◆ TASK PROMPT ◆
Search the data for "target" and copy every matching line.

◆ GIVEN RECORDS ◆
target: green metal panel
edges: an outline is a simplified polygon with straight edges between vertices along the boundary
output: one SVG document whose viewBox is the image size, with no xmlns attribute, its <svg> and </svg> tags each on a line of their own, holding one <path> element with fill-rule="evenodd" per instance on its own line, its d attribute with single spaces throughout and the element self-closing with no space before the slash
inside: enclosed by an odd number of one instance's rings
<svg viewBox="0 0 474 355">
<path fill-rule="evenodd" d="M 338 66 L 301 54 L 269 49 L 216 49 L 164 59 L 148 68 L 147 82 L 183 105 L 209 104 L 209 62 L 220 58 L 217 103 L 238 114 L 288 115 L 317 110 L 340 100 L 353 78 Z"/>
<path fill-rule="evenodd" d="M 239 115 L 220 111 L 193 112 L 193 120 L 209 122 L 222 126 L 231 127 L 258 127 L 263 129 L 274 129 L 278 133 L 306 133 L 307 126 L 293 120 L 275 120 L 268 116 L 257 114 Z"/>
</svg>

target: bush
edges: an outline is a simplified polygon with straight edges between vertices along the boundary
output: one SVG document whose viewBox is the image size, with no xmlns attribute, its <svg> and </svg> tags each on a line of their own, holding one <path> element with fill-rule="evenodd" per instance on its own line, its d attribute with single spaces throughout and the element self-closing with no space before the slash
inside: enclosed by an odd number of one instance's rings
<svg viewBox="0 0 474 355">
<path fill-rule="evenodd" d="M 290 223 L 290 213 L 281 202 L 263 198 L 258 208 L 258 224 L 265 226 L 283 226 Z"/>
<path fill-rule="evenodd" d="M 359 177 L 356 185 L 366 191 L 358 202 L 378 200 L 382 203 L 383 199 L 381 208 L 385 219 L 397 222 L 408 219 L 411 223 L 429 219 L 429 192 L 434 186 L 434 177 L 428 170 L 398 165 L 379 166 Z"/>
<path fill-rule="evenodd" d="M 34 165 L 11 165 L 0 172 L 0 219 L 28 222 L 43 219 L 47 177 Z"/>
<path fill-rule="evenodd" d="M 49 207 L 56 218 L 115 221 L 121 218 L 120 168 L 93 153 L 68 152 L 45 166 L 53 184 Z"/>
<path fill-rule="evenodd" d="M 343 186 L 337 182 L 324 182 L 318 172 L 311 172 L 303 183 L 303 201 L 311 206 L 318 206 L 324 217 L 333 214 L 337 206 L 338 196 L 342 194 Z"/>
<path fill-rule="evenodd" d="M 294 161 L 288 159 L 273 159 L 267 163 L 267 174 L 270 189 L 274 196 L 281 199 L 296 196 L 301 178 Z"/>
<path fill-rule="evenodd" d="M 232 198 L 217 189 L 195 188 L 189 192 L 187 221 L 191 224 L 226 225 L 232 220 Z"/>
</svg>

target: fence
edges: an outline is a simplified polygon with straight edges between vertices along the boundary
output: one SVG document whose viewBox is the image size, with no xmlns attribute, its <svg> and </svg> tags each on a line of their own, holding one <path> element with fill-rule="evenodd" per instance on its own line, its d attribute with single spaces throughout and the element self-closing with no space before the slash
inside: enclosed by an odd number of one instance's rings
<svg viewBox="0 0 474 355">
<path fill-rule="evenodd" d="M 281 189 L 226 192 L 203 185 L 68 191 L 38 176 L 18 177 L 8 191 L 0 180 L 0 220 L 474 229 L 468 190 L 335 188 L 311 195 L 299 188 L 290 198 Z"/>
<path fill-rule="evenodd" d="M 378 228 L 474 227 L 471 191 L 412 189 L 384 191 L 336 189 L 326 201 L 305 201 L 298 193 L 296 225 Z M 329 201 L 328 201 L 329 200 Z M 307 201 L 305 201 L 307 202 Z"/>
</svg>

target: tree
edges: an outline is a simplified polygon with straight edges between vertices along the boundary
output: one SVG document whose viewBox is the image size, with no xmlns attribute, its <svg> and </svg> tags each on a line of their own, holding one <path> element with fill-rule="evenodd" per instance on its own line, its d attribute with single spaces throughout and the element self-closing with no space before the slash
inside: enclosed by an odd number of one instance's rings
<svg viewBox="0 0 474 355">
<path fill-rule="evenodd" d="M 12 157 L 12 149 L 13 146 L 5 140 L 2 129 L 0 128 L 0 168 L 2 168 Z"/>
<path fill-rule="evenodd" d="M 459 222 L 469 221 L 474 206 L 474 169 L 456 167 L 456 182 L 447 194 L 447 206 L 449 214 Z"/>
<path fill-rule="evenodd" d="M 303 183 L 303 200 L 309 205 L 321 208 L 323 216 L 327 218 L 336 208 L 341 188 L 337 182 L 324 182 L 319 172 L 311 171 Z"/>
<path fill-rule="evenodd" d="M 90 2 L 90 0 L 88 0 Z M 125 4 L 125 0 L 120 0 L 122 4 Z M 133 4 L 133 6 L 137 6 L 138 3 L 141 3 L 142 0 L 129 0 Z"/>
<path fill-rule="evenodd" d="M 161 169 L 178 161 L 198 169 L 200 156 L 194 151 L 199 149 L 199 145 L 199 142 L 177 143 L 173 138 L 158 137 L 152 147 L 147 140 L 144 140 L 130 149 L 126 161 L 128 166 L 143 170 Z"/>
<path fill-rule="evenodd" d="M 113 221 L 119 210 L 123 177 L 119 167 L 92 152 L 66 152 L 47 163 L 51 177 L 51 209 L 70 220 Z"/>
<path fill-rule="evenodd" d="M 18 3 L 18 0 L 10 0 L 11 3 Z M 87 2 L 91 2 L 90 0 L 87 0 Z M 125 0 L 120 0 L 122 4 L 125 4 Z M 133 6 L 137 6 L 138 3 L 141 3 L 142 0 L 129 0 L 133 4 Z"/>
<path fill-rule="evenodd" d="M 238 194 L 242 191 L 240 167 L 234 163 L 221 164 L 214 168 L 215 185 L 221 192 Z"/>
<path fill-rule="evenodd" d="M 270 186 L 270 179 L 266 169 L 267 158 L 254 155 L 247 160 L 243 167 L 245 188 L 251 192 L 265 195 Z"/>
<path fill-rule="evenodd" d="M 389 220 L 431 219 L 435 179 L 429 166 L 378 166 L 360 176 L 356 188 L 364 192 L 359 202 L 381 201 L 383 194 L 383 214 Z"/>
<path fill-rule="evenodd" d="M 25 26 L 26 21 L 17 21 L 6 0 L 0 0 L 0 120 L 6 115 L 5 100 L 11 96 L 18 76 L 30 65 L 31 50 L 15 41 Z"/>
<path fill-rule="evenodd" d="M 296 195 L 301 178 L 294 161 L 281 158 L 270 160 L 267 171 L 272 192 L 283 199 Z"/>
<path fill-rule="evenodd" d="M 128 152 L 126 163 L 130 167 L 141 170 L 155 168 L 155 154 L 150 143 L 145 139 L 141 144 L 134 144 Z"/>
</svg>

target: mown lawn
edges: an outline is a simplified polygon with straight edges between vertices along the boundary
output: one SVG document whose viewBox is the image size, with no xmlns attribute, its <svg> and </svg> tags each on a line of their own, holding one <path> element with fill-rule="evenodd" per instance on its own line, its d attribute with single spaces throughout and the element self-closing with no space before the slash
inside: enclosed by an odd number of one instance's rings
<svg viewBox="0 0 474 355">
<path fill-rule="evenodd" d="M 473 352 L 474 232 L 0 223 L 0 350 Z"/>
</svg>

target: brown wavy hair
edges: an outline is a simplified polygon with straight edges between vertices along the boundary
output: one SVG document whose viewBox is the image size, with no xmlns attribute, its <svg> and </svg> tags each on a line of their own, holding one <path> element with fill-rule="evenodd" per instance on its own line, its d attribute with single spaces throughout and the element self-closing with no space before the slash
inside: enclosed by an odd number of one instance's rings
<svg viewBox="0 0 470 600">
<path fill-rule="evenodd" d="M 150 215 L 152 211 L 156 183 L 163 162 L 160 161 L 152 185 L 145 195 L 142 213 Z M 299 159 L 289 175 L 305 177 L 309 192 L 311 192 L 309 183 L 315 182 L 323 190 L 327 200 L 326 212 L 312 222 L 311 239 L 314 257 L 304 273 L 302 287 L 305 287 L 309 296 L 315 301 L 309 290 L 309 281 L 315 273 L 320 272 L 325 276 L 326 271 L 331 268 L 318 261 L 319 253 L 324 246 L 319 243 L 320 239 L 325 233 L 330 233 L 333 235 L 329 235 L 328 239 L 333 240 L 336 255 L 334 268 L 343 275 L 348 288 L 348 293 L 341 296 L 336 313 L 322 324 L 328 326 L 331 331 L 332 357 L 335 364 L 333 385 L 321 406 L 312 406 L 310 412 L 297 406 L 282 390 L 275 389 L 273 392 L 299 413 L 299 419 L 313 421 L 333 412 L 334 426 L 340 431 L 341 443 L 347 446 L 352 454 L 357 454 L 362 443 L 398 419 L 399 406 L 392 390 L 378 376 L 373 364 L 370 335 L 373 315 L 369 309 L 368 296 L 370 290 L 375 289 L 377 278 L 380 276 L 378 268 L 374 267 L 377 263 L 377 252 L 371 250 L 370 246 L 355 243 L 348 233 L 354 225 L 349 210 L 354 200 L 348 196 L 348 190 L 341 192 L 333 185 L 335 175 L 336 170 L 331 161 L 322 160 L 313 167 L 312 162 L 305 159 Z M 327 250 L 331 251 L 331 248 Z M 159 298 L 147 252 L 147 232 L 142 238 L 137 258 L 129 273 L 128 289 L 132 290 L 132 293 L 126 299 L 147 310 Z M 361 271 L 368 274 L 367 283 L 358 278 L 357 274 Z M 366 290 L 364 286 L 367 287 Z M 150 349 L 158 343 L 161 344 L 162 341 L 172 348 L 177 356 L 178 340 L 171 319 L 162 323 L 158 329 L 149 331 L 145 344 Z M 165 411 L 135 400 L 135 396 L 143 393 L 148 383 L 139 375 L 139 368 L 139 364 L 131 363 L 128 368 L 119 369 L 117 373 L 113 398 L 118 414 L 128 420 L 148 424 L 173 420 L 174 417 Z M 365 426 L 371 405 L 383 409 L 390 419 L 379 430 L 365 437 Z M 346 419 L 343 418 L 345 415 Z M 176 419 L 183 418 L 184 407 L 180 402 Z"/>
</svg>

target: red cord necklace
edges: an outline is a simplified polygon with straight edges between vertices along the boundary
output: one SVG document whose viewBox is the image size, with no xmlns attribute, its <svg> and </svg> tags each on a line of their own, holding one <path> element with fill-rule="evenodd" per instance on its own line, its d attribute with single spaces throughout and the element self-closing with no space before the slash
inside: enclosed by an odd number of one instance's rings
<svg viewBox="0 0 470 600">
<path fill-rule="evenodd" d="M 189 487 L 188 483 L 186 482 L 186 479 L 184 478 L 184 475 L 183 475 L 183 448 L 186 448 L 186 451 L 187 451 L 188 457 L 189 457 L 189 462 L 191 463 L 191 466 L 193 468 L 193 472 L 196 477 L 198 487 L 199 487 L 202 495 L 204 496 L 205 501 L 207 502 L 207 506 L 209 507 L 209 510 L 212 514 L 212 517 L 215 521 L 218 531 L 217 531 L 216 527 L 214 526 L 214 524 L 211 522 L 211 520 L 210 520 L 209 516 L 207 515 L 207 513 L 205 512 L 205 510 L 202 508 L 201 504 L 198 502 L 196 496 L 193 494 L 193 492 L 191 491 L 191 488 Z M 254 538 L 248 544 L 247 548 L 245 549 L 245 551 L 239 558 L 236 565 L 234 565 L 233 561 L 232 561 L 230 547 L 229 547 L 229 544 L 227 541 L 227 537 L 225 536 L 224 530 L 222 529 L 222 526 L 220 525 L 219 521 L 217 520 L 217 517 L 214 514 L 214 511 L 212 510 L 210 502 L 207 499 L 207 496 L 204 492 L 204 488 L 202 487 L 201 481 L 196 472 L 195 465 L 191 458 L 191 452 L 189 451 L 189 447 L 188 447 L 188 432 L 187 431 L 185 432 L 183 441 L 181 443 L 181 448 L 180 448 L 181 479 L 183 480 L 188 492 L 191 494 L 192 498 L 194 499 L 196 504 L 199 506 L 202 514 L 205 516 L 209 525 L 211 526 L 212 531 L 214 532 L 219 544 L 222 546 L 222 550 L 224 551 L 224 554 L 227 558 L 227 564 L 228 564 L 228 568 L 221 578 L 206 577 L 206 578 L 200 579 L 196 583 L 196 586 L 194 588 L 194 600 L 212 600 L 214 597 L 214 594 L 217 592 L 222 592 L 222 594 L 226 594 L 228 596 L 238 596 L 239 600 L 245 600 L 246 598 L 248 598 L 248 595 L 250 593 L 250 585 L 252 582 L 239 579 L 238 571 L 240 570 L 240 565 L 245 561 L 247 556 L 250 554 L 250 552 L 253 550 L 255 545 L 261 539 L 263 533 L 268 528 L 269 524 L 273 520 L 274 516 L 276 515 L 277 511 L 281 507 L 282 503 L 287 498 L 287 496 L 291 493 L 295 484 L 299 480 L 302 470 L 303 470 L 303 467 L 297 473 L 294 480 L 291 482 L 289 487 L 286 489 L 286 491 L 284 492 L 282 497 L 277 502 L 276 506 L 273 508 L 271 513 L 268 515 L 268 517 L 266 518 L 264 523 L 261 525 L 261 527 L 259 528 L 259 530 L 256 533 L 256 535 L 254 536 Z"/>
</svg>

◆ WRITTEN SOLUTION ◆
target: green metal panel
target: bush
target: fence
target: tree
target: mown lawn
target: brown wavy hair
target: red cord necklace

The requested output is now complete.